*** Task data Section Begins ***
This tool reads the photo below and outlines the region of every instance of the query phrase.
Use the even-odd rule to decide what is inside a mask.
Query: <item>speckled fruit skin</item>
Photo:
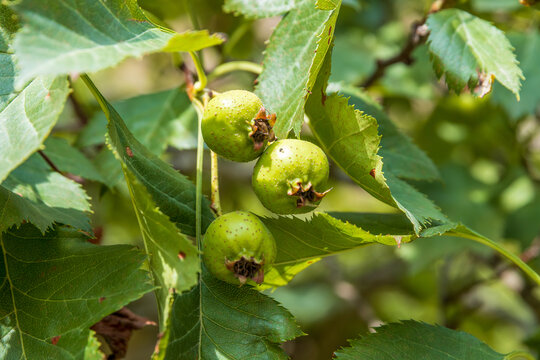
[[[328,159],[317,145],[285,139],[274,142],[253,169],[255,194],[268,210],[276,214],[304,214],[315,210],[320,200],[297,207],[297,197],[288,195],[291,184],[311,182],[318,192],[327,190]]]
[[[234,273],[227,269],[227,260],[253,257],[266,273],[276,259],[274,236],[261,220],[246,211],[234,211],[214,220],[203,239],[203,261],[218,279],[240,285]],[[250,281],[251,284],[254,282]]]
[[[251,121],[263,106],[252,92],[231,90],[208,102],[202,119],[204,142],[216,154],[233,161],[256,159],[266,146],[253,148]]]

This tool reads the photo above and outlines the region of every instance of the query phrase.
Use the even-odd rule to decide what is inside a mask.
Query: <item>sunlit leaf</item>
[[[523,74],[504,33],[463,10],[446,9],[428,16],[428,46],[437,76],[461,92],[465,86],[483,96],[492,77],[519,99]]]
[[[277,114],[274,131],[279,138],[304,121],[304,105],[334,36],[339,6],[320,10],[313,0],[289,12],[274,30],[266,47],[263,72],[256,93]]]
[[[399,245],[415,238],[411,223],[398,214],[315,213],[298,218],[263,218],[274,235],[277,256],[264,287],[286,285],[323,257],[374,243]]]
[[[169,144],[178,149],[196,147],[197,118],[184,90],[160,91],[117,101],[112,105],[133,136],[154,155],[163,154]],[[80,133],[77,145],[103,144],[106,132],[107,118],[99,112]],[[120,164],[107,147],[97,155],[95,165],[109,187],[114,187],[122,179]]]
[[[91,231],[88,196],[76,182],[31,156],[0,185],[0,232],[24,221],[45,232],[54,223]]]
[[[162,319],[169,312],[169,296],[191,289],[198,280],[199,254],[193,243],[154,204],[150,194],[126,169],[126,182],[150,260]],[[163,326],[164,323],[161,324]]]
[[[15,5],[23,27],[14,48],[22,68],[17,83],[37,75],[95,72],[128,57],[157,51],[196,51],[223,39],[207,31],[177,34],[156,27],[136,0],[63,0]]]
[[[372,196],[403,211],[417,233],[432,223],[448,222],[424,194],[399,178],[436,178],[437,170],[425,154],[386,117],[381,128],[388,132],[388,139],[384,140],[386,134],[383,134],[385,143],[381,144],[377,120],[372,116],[380,115],[380,110],[360,98],[353,99],[366,111],[363,113],[349,105],[343,96],[326,95],[329,75],[330,56],[327,56],[306,106],[311,129],[326,154]],[[383,154],[380,145],[389,155],[388,168],[380,156]],[[403,159],[402,151],[410,156]]]
[[[195,235],[195,185],[169,164],[152,154],[126,127],[126,124],[89,78],[86,84],[100,103],[109,120],[110,146],[137,180],[146,187],[161,212],[185,235]],[[210,225],[214,214],[207,199],[203,199],[203,230]]]
[[[412,320],[383,325],[376,332],[352,340],[335,353],[336,360],[504,360],[474,336]]]
[[[287,359],[279,343],[302,335],[275,300],[212,277],[176,295],[158,359]]]

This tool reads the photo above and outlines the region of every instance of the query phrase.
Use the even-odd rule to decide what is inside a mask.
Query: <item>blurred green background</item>
[[[181,0],[139,0],[141,6],[177,31],[193,28]],[[422,19],[431,1],[344,0],[336,29],[331,81],[358,86],[375,69],[376,59],[398,53],[413,21]],[[222,12],[217,0],[189,1],[198,27],[226,34],[228,41],[204,51],[208,72],[223,62],[262,61],[265,41],[279,18],[246,20]],[[456,6],[492,21],[507,32],[524,70],[522,100],[496,85],[483,99],[449,93],[436,79],[425,46],[410,66],[396,64],[368,89],[399,128],[437,164],[442,182],[415,186],[453,220],[532,258],[540,271],[540,12],[518,0],[458,1]],[[184,82],[178,64],[166,54],[127,60],[94,75],[99,89],[115,101],[178,87]],[[187,63],[192,67],[191,63]],[[252,89],[255,75],[234,72],[212,81],[217,91]],[[84,141],[99,119],[97,105],[78,81],[74,97],[55,135],[78,145],[100,164],[103,145]],[[129,112],[133,103],[125,106]],[[90,125],[77,118],[85,113]],[[121,112],[122,113],[122,112]],[[137,126],[138,108],[131,126]],[[94,119],[94,116],[96,118]],[[128,119],[129,120],[129,119]],[[141,120],[142,121],[142,120]],[[194,112],[174,120],[163,157],[193,179]],[[99,132],[98,132],[99,133]],[[309,137],[309,131],[303,133]],[[97,157],[96,157],[97,156]],[[205,158],[209,174],[209,156]],[[225,211],[269,214],[251,185],[253,163],[220,160]],[[111,174],[100,168],[103,176]],[[392,212],[332,166],[334,190],[321,211]],[[206,183],[206,190],[209,184]],[[102,244],[142,246],[127,190],[85,183],[92,196],[94,225]],[[208,193],[208,191],[206,191]],[[415,319],[467,331],[496,351],[540,352],[540,289],[488,248],[457,238],[421,239],[401,248],[369,246],[325,259],[308,268],[287,287],[270,292],[298,319],[308,335],[284,345],[293,359],[329,359],[347,339],[381,323]],[[130,305],[136,313],[157,318],[148,294]],[[157,329],[136,331],[127,359],[148,359]]]

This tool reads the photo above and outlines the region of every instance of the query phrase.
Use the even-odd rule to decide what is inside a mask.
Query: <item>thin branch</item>
[[[215,152],[211,151],[211,183],[212,183],[212,209],[217,216],[221,216],[221,201],[219,200],[219,170],[218,170],[218,156]]]
[[[450,7],[454,0],[435,0],[429,10],[429,14],[442,10],[443,8]],[[414,62],[412,53],[419,45],[423,44],[429,34],[429,30],[426,26],[427,16],[422,20],[415,21],[411,26],[411,33],[407,40],[407,43],[401,49],[401,51],[386,60],[377,60],[377,67],[369,78],[367,78],[360,86],[368,88],[372,86],[377,80],[384,76],[386,69],[394,64],[404,63],[405,65],[411,65]]]
[[[69,94],[69,100],[71,101],[71,105],[73,106],[73,111],[75,112],[77,119],[79,119],[79,123],[83,126],[88,124],[88,115],[86,115],[86,112],[75,97],[73,91]]]
[[[49,157],[47,155],[45,155],[45,153],[43,152],[43,150],[38,150],[38,154],[41,155],[41,157],[43,158],[43,160],[45,160],[47,162],[47,164],[49,164],[49,166],[51,167],[51,169],[53,169],[54,171],[56,171],[57,173],[59,173],[60,175],[64,175],[64,173],[62,173],[58,167],[56,167],[56,165],[52,162],[51,159],[49,159]],[[64,175],[65,176],[65,175]]]
[[[397,63],[404,63],[405,65],[410,65],[413,63],[414,60],[412,58],[412,53],[414,49],[416,49],[418,45],[424,43],[428,35],[425,21],[426,19],[424,18],[422,21],[413,23],[409,39],[399,54],[386,60],[377,60],[377,68],[373,74],[371,74],[371,76],[362,83],[361,86],[363,88],[372,86],[377,80],[383,77],[388,67]]]
[[[255,75],[260,75],[262,72],[262,66],[251,61],[227,62],[216,66],[216,68],[208,75],[208,81],[212,81],[233,71],[246,71]]]

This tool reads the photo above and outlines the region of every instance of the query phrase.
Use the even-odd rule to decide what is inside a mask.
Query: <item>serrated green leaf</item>
[[[177,34],[156,27],[136,0],[23,0],[24,26],[14,49],[19,86],[38,75],[95,72],[157,51],[196,51],[223,42],[207,31]]]
[[[169,144],[177,149],[197,146],[197,117],[181,89],[136,96],[114,102],[112,106],[133,136],[156,156],[161,156]],[[100,112],[80,133],[77,145],[103,144],[106,132],[107,118]],[[109,187],[114,187],[122,179],[122,168],[107,147],[99,152],[95,165]]]
[[[15,97],[15,59],[11,50],[13,34],[18,29],[15,14],[0,4],[0,109]]]
[[[277,114],[274,132],[298,135],[304,105],[334,36],[339,6],[320,10],[314,0],[302,2],[274,30],[263,61],[256,93],[267,110]]]
[[[376,333],[350,341],[337,360],[504,360],[489,346],[462,331],[406,320],[383,325]]]
[[[83,359],[89,327],[151,291],[144,254],[30,224],[0,235],[2,359]],[[69,314],[69,316],[66,316]]]
[[[532,30],[527,33],[512,33],[508,35],[512,46],[516,48],[519,66],[523,69],[525,80],[521,87],[519,101],[510,91],[499,84],[493,87],[491,100],[502,105],[508,115],[518,120],[525,115],[534,115],[540,106],[540,31]]]
[[[431,14],[426,25],[433,67],[450,89],[459,93],[468,86],[483,96],[491,90],[493,76],[519,100],[523,74],[501,30],[458,9]]]
[[[43,152],[62,171],[84,179],[104,182],[94,164],[67,140],[51,136],[45,140]]]
[[[279,343],[300,335],[275,300],[217,280],[203,267],[199,285],[175,295],[157,359],[287,359]]]
[[[133,136],[156,155],[162,154],[170,142],[174,142],[181,149],[192,149],[196,146],[197,118],[186,92],[182,89],[175,88],[115,101],[112,106]],[[182,132],[182,129],[185,138],[176,135]],[[103,144],[106,133],[107,118],[99,112],[80,133],[77,146]]]
[[[15,90],[17,61],[11,42],[15,14],[0,4],[0,183],[41,147],[68,95],[64,78],[40,77]]]
[[[417,233],[431,223],[445,223],[448,219],[426,196],[410,184],[398,178],[432,178],[436,168],[412,142],[396,131],[386,117],[385,129],[388,139],[384,140],[385,152],[390,155],[389,165],[383,167],[384,159],[379,154],[380,136],[377,120],[371,113],[355,110],[348,100],[337,94],[326,95],[326,84],[330,76],[331,54],[319,72],[313,94],[308,98],[306,111],[310,127],[319,144],[328,156],[356,183],[377,199],[402,210],[415,227]],[[380,110],[355,98],[361,110],[380,115]],[[383,139],[384,139],[383,134]],[[405,149],[405,150],[404,150]],[[405,165],[400,151],[409,151]],[[425,164],[424,161],[428,160]],[[393,165],[393,168],[391,167]],[[397,174],[392,173],[394,169]]]
[[[306,0],[225,0],[223,11],[243,15],[249,19],[260,19],[281,15]]]
[[[64,108],[68,92],[67,79],[39,77],[0,105],[0,182],[41,147]]]
[[[286,285],[323,257],[370,244],[398,245],[415,238],[411,223],[398,214],[315,213],[298,218],[263,218],[274,235],[277,256],[263,287]]]
[[[349,99],[351,104],[377,120],[378,130],[382,135],[379,154],[382,156],[385,172],[407,180],[440,180],[441,175],[433,161],[397,128],[380,105],[358,90],[343,91],[352,95]]]
[[[149,256],[161,319],[169,313],[169,296],[197,284],[200,271],[199,252],[178,228],[154,204],[150,194],[135,176],[124,171],[126,182],[139,221],[142,238]],[[163,327],[165,324],[161,322]]]
[[[0,185],[0,232],[23,221],[45,232],[55,222],[92,231],[88,196],[76,182],[33,155]]]
[[[84,349],[84,360],[103,360],[105,355],[99,349],[101,344],[96,338],[96,333],[90,330],[88,334],[88,344]]]
[[[195,185],[169,164],[152,154],[126,127],[114,107],[86,75],[82,76],[109,120],[110,146],[117,158],[146,187],[161,212],[167,215],[185,235],[195,235]],[[203,198],[202,230],[210,225],[214,214],[210,202]]]

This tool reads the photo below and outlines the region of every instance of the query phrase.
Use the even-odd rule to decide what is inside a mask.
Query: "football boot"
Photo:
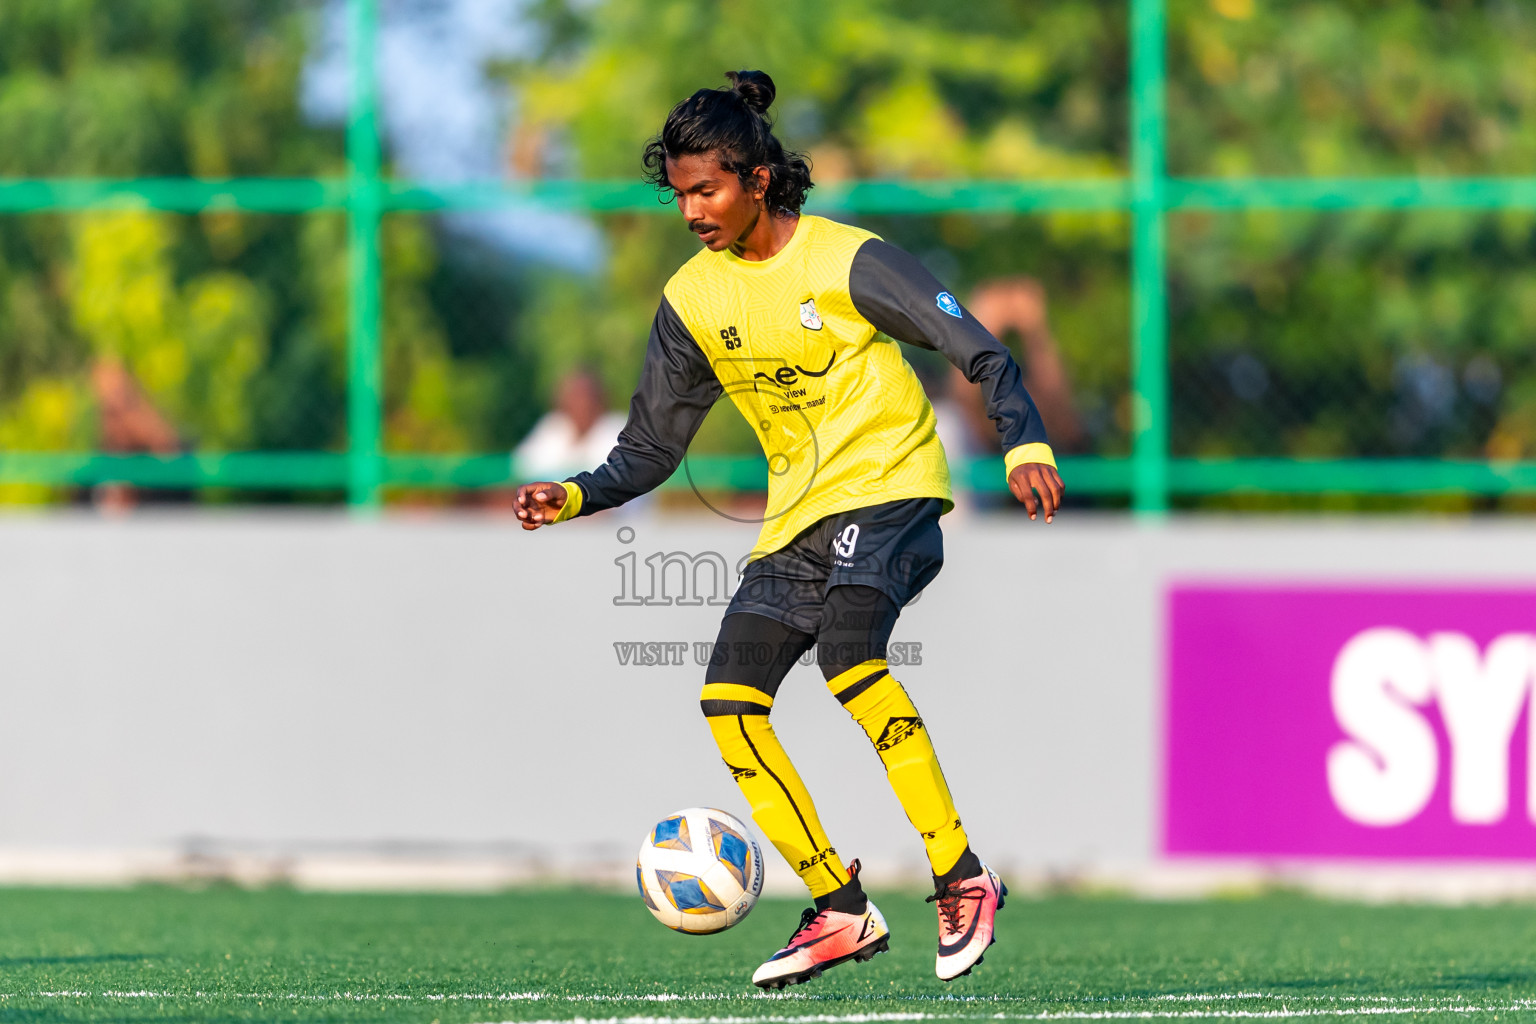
*** Task data Section Ends ***
Your answer must be the lines above, unchanged, from the first one through the line that holds "Query: <item>speckled fruit skin</item>", inclusive, and no others.

This tool reads the photo below and outlines the region of every instance of the query phrase.
Use the even-odd rule to decide what is inside a mask.
Query: <item>speckled fruit skin</item>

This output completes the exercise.